- **Extract**

- Born: October 10, 1993 (age 32) Ełk, Poland
- Other names: Bujdzilla
- Height: 6 ft 4 in (1.93 m)
- Weight: 240 lb (109 kg; 17 st 2 lb)
- Division: Heavyweight (2021–present);
- Reach: 78 in (198 cm)
- Style: Brazilian jiu-jitsu
- Stance: Orthodox
- Fighting out of: Ełk, Poland
- Team: Grappler Ełk
- Rank: Black belt in Brazilian jiu-jitsu
- Years active: 2021–present

Mixed martial arts record
- Total: 8
- Wins: 7
- By knockout: 4
- By submission: 3
- Losses: 1
- By decision: 1

Other information
- Mixed martial arts record from Sherdog
- Medal record
Representing Poland
Men's Brazilian jiu-jitsu
Polish jiu-jitsu Championships
| Bronze medal – third place | 2021 Warsaw | +99 kg |
| Gold medal – first place | 2022 Poznań | +97.5kg |
| Gold medal – first place | 2022 Gniezno | +100.5kg |
| Gold medal – first place | 2023 Warsaw | +100.5kg |
| Silver medal – second place | 2025 Poznań | +97.5kg |
Polish Cup in jiu-jitsu
| Gold medal – first place | 2019 Warsaw | Absoluto |
| Silver medal – second place | 2019 Warsaw | -98.9kg |
| Gold medal – first place | 2021 Konin | +100.5kg |
IBJJF jiu-jitsu Championship
| Bronze medal – third place | 2020 Munich | Super Heavy |
| Silver medal – second place | 2022 Madrid | Ultra Heavy |
| Silver medal – second place | 2022 Madrid | Open Class |

= Marek Bujło =

Polish mixed martial artist (born 1993)

Marek Bujło (born October 10, 1993) is a Polish professional mixed martial artist. He competed in the Heavyweight division of the Ultimate Fighting Championship.

==Amateur career==
Bujło competed in many competitions in Brazilian jiu-jitsu and would always rank high. The first of these tournaments came in 2019 in the Polish Cup. He placed 1st in the Absoluto weight class. He would also win a silver medal during the same tournament in the 99 kg category.

The following year, he competed in the IBJJF Championship in the Munich International Open. He placed third in the Super-Heavy category.

- **Supplied records**
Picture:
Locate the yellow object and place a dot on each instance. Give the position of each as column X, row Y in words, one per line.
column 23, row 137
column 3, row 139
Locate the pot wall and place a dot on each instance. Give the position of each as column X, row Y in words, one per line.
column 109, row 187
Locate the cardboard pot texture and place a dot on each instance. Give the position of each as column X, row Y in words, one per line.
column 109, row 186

- **Short exercise**
According to the Marek Bujło profile, what team does he belong to?

- **Full answer**
Grappler Ełk